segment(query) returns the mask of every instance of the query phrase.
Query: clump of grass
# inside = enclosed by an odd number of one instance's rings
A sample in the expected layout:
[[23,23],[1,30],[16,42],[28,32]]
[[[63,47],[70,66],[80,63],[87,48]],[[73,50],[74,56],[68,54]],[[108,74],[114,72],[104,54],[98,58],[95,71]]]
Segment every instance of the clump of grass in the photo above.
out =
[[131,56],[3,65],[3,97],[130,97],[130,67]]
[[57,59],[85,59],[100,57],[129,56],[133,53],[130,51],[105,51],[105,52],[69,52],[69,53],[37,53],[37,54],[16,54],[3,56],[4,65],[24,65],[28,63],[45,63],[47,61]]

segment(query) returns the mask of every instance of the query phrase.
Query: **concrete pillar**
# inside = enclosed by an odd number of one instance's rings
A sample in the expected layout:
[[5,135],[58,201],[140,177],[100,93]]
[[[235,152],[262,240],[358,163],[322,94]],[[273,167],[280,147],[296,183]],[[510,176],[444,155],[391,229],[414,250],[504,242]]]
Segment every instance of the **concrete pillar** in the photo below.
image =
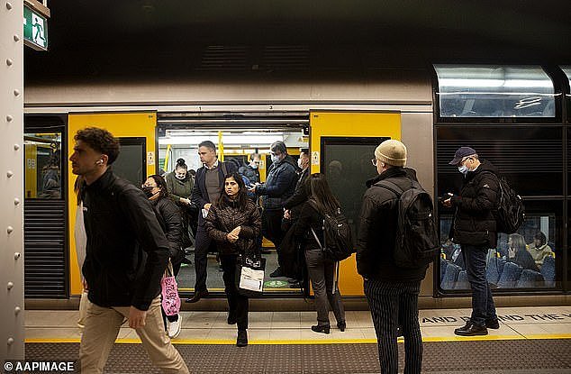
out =
[[0,363],[24,358],[23,2],[0,0]]

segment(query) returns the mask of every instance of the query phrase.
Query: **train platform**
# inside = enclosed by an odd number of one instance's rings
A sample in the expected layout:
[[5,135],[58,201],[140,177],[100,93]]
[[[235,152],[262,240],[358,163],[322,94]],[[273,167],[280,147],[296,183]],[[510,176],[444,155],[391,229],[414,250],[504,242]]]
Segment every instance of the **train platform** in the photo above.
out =
[[[422,372],[571,373],[571,306],[500,307],[500,328],[460,337],[469,309],[420,311]],[[348,311],[347,330],[316,333],[314,312],[250,312],[249,345],[234,345],[224,312],[182,312],[173,343],[196,373],[376,373],[376,340],[368,311]],[[77,360],[77,311],[26,311],[27,360]],[[334,318],[331,315],[332,327]],[[399,339],[400,369],[403,344]],[[121,329],[106,373],[154,373],[135,332]]]

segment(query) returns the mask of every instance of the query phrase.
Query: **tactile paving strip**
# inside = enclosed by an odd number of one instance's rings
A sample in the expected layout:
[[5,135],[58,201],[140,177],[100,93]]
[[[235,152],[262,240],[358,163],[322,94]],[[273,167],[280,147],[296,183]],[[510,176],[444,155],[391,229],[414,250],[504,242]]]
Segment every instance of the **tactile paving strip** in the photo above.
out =
[[[377,373],[376,344],[175,345],[195,373]],[[27,360],[77,359],[77,343],[26,343]],[[400,371],[403,369],[399,344]],[[571,340],[425,342],[422,372],[571,373]],[[159,373],[140,344],[115,344],[105,373]]]

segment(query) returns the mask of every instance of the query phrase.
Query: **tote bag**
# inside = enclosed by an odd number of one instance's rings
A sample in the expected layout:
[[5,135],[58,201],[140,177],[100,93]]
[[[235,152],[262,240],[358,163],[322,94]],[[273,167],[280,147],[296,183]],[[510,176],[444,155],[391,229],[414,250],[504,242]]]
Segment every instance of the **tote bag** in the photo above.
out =
[[165,274],[160,279],[162,295],[162,307],[167,315],[176,315],[180,310],[180,297],[178,296],[178,285],[173,274],[173,265],[168,260]]

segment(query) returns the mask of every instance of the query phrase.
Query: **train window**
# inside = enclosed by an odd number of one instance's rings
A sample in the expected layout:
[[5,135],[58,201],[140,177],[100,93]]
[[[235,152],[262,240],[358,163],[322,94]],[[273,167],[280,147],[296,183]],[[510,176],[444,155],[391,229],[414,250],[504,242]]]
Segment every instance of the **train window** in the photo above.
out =
[[[557,230],[560,213],[545,211],[541,207],[546,206],[545,202],[526,201],[525,205],[530,212],[518,232],[499,233],[496,246],[488,250],[486,278],[492,288],[554,288],[559,283],[557,274],[561,273],[558,268],[563,263]],[[449,239],[452,224],[452,214],[440,215],[440,288],[466,291],[470,285],[462,249]],[[512,264],[506,267],[508,262]]]
[[25,198],[62,199],[61,132],[25,133]]
[[434,68],[440,117],[555,117],[553,82],[539,66]]

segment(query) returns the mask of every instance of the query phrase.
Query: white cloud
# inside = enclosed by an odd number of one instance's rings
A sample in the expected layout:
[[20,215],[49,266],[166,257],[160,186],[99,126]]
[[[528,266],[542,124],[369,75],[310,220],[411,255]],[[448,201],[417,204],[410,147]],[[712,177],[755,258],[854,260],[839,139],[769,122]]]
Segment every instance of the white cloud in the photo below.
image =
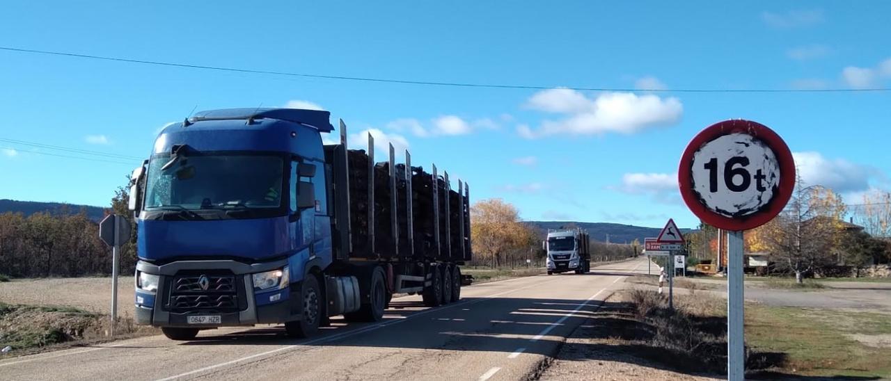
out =
[[822,22],[823,11],[820,9],[793,10],[784,13],[763,12],[761,12],[761,20],[774,28],[807,27]]
[[819,152],[792,152],[792,157],[805,185],[822,185],[837,192],[865,190],[875,174],[871,167],[841,158],[830,159]]
[[786,56],[792,60],[804,61],[825,57],[829,53],[828,46],[814,44],[789,49],[786,52]]
[[841,77],[848,86],[865,89],[876,85],[878,76],[872,69],[848,66],[841,71]]
[[300,100],[288,101],[288,103],[285,103],[284,107],[286,109],[318,109],[318,110],[325,109],[322,106],[319,106],[318,103],[314,103],[309,101],[300,101]]
[[434,134],[443,135],[462,135],[470,133],[470,125],[454,115],[446,115],[433,119]]
[[86,135],[84,140],[90,144],[110,144],[111,141],[105,135]]
[[404,136],[396,134],[387,134],[377,128],[368,128],[358,133],[350,134],[347,137],[347,144],[352,149],[365,149],[368,147],[369,134],[374,138],[376,158],[384,158],[389,155],[390,143],[393,144],[393,148],[396,150],[397,155],[402,154],[408,148],[408,140]]
[[662,204],[682,202],[677,174],[628,173],[622,175],[620,185],[607,188],[626,194],[647,195]]
[[891,58],[879,64],[879,74],[882,77],[891,77]]
[[535,166],[535,164],[538,164],[538,158],[535,158],[534,156],[527,156],[523,158],[514,158],[513,160],[511,160],[511,162],[519,166]]
[[644,77],[634,81],[634,88],[638,90],[665,90],[668,86],[655,77]]
[[567,116],[561,120],[545,120],[537,130],[525,125],[518,126],[517,133],[527,139],[558,134],[633,134],[650,126],[677,123],[683,113],[681,101],[674,97],[603,93],[589,99],[564,88],[538,92],[527,106]]
[[830,88],[830,84],[822,79],[802,78],[790,82],[789,86],[797,90],[822,90]]
[[397,133],[411,133],[418,137],[442,135],[463,135],[478,129],[496,130],[501,128],[495,121],[484,118],[468,122],[454,115],[435,118],[427,126],[418,119],[396,119],[386,125],[387,128]]

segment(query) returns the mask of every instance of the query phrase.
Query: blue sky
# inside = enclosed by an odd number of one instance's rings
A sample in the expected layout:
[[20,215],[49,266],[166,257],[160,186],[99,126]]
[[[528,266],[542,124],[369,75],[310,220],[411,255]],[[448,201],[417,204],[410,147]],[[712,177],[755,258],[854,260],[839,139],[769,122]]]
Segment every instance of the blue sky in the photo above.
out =
[[[859,202],[891,188],[891,93],[576,92],[560,86],[891,86],[891,3],[4,2],[0,45],[444,87],[0,51],[0,139],[142,158],[189,112],[315,105],[503,198],[525,219],[682,227],[677,161],[706,126],[771,126],[805,180]],[[0,142],[0,199],[105,206],[138,159]],[[85,156],[101,158],[95,156]]]

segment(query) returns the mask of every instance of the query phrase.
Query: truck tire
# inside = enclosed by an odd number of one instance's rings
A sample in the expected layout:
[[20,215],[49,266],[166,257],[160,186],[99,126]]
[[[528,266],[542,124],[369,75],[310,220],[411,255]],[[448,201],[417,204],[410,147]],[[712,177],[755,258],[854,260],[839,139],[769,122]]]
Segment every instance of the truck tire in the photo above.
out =
[[178,328],[174,327],[163,327],[161,332],[170,340],[192,340],[198,336],[198,328]]
[[324,303],[319,291],[319,281],[315,275],[307,274],[300,282],[300,320],[286,321],[284,329],[291,337],[309,337],[319,329],[322,321],[322,304]]
[[452,302],[461,300],[461,268],[452,268]]
[[[387,309],[387,284],[384,271],[380,267],[372,272],[372,280],[368,288],[369,303],[363,304],[359,311],[343,314],[347,321],[380,321]],[[362,289],[362,288],[359,288]]]
[[448,264],[443,266],[443,304],[452,302],[452,272]]
[[437,267],[434,266],[430,271],[432,274],[430,276],[430,286],[425,287],[423,295],[421,295],[424,305],[428,307],[436,307],[443,303],[442,272],[439,272]]

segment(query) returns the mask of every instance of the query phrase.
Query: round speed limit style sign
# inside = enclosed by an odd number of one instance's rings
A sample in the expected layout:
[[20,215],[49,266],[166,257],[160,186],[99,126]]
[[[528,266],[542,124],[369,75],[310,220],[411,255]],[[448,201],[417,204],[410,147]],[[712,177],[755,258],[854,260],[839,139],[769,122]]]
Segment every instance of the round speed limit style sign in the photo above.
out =
[[760,226],[777,215],[795,187],[786,142],[767,126],[726,120],[702,130],[681,157],[678,183],[687,207],[729,231]]

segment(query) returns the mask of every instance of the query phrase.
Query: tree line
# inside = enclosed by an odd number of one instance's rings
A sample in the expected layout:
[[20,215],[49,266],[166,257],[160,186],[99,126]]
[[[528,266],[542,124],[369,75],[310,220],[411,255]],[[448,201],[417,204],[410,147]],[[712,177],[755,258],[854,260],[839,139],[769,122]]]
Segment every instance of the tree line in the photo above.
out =
[[[572,223],[565,226],[575,227]],[[517,208],[501,199],[477,201],[470,207],[473,261],[470,264],[517,268],[527,266],[530,260],[541,266],[546,255],[542,247],[546,234],[521,221]],[[594,262],[629,258],[641,252],[636,240],[630,245],[592,240],[590,249]]]
[[[717,235],[701,223],[687,237],[691,255],[715,258]],[[744,239],[746,253],[768,255],[767,270],[794,274],[799,282],[814,274],[859,276],[868,266],[891,262],[891,193],[870,192],[863,204],[849,207],[831,189],[799,178],[786,208],[747,231]]]
[[[127,216],[128,190],[120,187],[106,215]],[[134,226],[135,227],[135,226]],[[135,231],[135,229],[133,229]],[[136,265],[135,234],[121,247],[120,272]],[[15,278],[77,277],[111,273],[111,248],[99,239],[99,224],[85,210],[0,214],[0,274]]]

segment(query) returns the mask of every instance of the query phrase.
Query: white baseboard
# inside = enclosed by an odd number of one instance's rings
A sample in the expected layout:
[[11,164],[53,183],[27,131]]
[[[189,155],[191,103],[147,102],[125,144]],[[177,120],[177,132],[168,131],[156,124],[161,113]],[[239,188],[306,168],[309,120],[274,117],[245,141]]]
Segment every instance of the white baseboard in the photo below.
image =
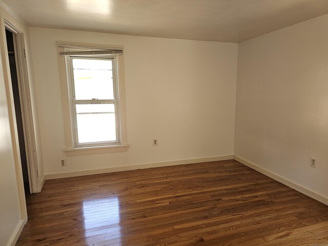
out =
[[225,155],[214,157],[206,157],[197,159],[190,159],[187,160],[173,160],[171,161],[164,161],[162,162],[148,163],[138,165],[127,166],[124,167],[117,167],[113,168],[104,168],[91,170],[77,171],[66,173],[57,173],[46,174],[45,179],[54,179],[56,178],[68,178],[70,177],[77,177],[79,176],[99,174],[100,173],[113,173],[122,171],[135,170],[137,169],[144,169],[146,168],[158,168],[160,167],[168,167],[170,166],[182,165],[192,164],[193,163],[209,162],[219,160],[232,160],[233,155]]
[[18,240],[18,237],[19,237],[20,233],[22,232],[22,231],[23,231],[23,229],[24,228],[24,225],[25,225],[27,221],[27,218],[22,219],[19,221],[19,223],[17,225],[17,227],[11,236],[10,240],[9,240],[9,242],[7,244],[8,246],[15,246],[15,244],[16,244],[16,243],[17,242],[17,240]]
[[265,169],[264,168],[262,168],[252,163],[248,160],[246,160],[241,157],[238,156],[234,156],[234,159],[239,161],[239,162],[243,164],[245,166],[247,166],[254,170],[256,170],[258,172],[264,174],[265,176],[268,176],[271,178],[275,179],[275,180],[280,182],[281,183],[283,183],[294,190],[296,190],[297,191],[300,192],[301,193],[304,194],[304,195],[307,195],[308,196],[310,196],[310,197],[317,200],[317,201],[320,201],[326,205],[328,205],[328,197],[326,197],[320,194],[317,193],[317,192],[309,190],[308,188],[304,187],[303,186],[301,186],[298,183],[295,183],[292,181],[291,181],[283,177],[281,177],[278,174],[276,174],[272,172]]

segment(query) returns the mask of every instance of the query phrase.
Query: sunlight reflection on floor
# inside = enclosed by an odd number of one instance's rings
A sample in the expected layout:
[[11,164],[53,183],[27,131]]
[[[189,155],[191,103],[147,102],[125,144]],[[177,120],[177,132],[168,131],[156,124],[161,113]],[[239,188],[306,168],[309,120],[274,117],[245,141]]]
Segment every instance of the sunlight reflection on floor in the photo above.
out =
[[121,237],[118,197],[83,201],[83,216],[85,237],[92,238],[88,242],[90,246],[109,238]]

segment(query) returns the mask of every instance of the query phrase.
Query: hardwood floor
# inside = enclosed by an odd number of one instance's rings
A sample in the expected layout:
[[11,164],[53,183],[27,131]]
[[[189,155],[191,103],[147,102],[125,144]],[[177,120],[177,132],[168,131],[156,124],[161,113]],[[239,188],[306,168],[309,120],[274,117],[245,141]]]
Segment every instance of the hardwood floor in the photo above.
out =
[[328,206],[234,160],[47,180],[16,245],[328,245]]

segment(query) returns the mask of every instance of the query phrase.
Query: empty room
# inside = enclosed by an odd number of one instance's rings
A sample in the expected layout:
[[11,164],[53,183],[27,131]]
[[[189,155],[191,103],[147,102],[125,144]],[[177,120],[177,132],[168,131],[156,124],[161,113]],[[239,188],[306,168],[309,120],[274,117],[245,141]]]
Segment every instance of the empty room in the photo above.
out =
[[328,1],[0,0],[1,246],[328,245]]

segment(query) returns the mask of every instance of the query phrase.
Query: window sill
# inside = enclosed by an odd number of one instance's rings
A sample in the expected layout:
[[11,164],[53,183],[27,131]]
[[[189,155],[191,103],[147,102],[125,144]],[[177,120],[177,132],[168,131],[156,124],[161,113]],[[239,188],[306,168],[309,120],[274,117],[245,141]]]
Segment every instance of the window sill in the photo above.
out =
[[64,149],[63,151],[67,156],[75,155],[92,155],[106,153],[123,152],[127,151],[130,145],[118,145],[109,146],[95,146],[93,147],[77,147]]

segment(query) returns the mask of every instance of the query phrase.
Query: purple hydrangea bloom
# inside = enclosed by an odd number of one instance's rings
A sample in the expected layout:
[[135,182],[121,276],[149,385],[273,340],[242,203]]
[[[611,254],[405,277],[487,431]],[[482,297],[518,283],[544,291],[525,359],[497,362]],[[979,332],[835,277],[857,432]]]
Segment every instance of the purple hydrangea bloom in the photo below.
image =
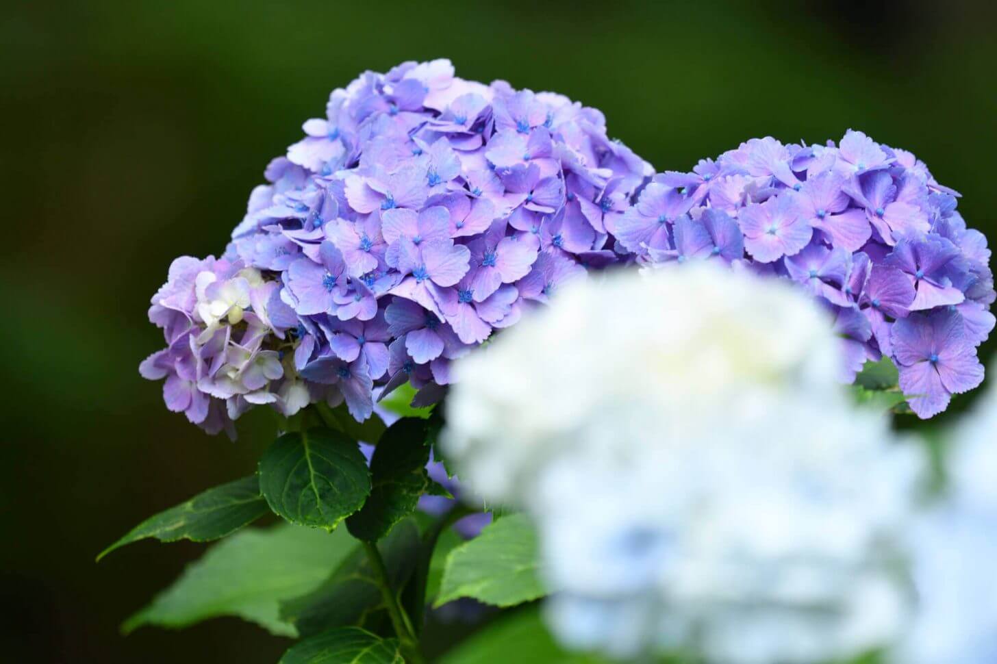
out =
[[406,381],[432,403],[452,360],[558,284],[634,260],[613,229],[653,169],[560,95],[405,63],[333,91],[303,131],[224,256],[177,259],[153,299],[167,347],[142,374],[212,433],[259,404],[362,420]]
[[953,394],[983,382],[983,365],[958,311],[910,314],[893,325],[892,340],[900,389],[922,417],[942,412]]
[[[958,195],[909,153],[861,132],[838,146],[766,138],[691,173],[655,175],[616,237],[645,264],[719,254],[800,283],[833,316],[842,378],[889,357],[911,409],[927,418],[979,384],[976,348],[995,322],[990,250],[956,210]],[[737,228],[722,241],[706,223],[719,214]]]

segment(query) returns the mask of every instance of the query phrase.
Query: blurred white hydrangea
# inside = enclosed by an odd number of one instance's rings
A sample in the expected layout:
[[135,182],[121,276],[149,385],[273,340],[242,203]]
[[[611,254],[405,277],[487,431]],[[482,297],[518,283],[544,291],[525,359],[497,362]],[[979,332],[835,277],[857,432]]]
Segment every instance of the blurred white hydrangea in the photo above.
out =
[[851,407],[825,316],[748,273],[621,273],[457,365],[446,450],[533,515],[565,643],[768,664],[894,638],[916,455]]
[[945,495],[913,528],[917,609],[897,664],[997,662],[997,388],[949,444]]

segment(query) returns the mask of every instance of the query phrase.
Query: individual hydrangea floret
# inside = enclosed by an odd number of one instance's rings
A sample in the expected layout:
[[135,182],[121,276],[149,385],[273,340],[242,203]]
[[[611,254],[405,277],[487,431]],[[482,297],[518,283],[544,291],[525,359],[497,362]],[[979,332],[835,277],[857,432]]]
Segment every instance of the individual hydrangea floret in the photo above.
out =
[[889,357],[928,418],[979,385],[976,348],[994,327],[990,250],[958,196],[910,153],[861,132],[838,146],[755,139],[693,172],[655,175],[616,238],[645,264],[721,260],[799,282],[836,321],[842,379]]
[[565,280],[632,261],[618,219],[653,169],[595,109],[454,76],[367,72],[273,160],[219,260],[181,258],[153,300],[168,348],[143,364],[214,432],[254,404],[345,400],[358,420]]

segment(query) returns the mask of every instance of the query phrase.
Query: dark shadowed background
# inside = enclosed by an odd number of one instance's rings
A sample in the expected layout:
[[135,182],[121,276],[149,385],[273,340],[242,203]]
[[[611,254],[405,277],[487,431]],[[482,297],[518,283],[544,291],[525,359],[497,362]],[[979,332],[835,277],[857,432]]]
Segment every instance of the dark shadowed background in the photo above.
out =
[[997,237],[997,13],[984,3],[501,4],[5,6],[5,661],[274,662],[286,647],[234,618],[123,637],[202,546],[94,555],[252,471],[265,420],[240,423],[236,443],[207,437],[139,377],[163,345],[149,298],[173,257],[223,249],[267,161],[365,69],[448,57],[464,78],[563,93],[661,169],[752,137],[860,129],[914,152]]

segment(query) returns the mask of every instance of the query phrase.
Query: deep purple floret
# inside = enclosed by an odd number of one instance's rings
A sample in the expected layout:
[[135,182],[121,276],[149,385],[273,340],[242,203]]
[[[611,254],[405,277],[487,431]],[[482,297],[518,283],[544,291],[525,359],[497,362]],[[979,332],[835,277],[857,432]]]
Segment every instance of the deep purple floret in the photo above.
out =
[[[838,146],[766,138],[691,173],[655,175],[617,221],[617,239],[645,264],[719,253],[799,283],[833,314],[842,377],[885,355],[926,418],[978,382],[976,347],[994,327],[990,251],[957,196],[912,155],[860,132]],[[722,248],[695,222],[717,214],[736,220],[743,249]],[[931,350],[914,361],[918,333],[930,333]]]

WHAT YOU SHOULD DO
Retype the lines word for word, starting with the first line and ending with the line that contains "[[0,363],[24,358],[23,2],[0,0]]", both included. Leave the pictures out of your copy.

WRITTEN RESPONSE
segment(query) returns the mask of every instance of the query phrase.
Query: clump of grass
# inside = enclosed by an odd number of one instance's rings
A sample in the expected layout:
[[23,23],[1,30],[16,42],[28,32]]
[[[63,47],[70,66],[80,63],[87,48]],[[73,50],[74,56],[68,54]],[[108,74],[114,72],[104,54],[98,58],[95,71]]]
Segment every instance of the clump of grass in the photo above.
out =
[[131,56],[3,65],[3,97],[130,97],[130,67]]
[[57,59],[85,59],[100,57],[129,56],[133,53],[130,51],[105,51],[105,52],[69,52],[69,53],[37,53],[37,54],[16,54],[3,56],[4,65],[24,65],[28,63],[45,63],[47,61]]

segment(query) returns the mask of every instance of the query phrase.
Query: **concrete pillar**
# inside = enclosed by an odd number of one instance's rings
A sample in the expected layout:
[[5,135],[58,201],[140,177],[100,93]]
[[[235,152],[262,240],[358,163],[322,94]],[[273,167],[280,147],[296,183]],[[510,176],[444,155],[391,229],[414,250],[504,242]]]
Segment every instance of the **concrete pillar** in the photo below.
image =
out =
[[0,363],[24,358],[23,2],[0,0]]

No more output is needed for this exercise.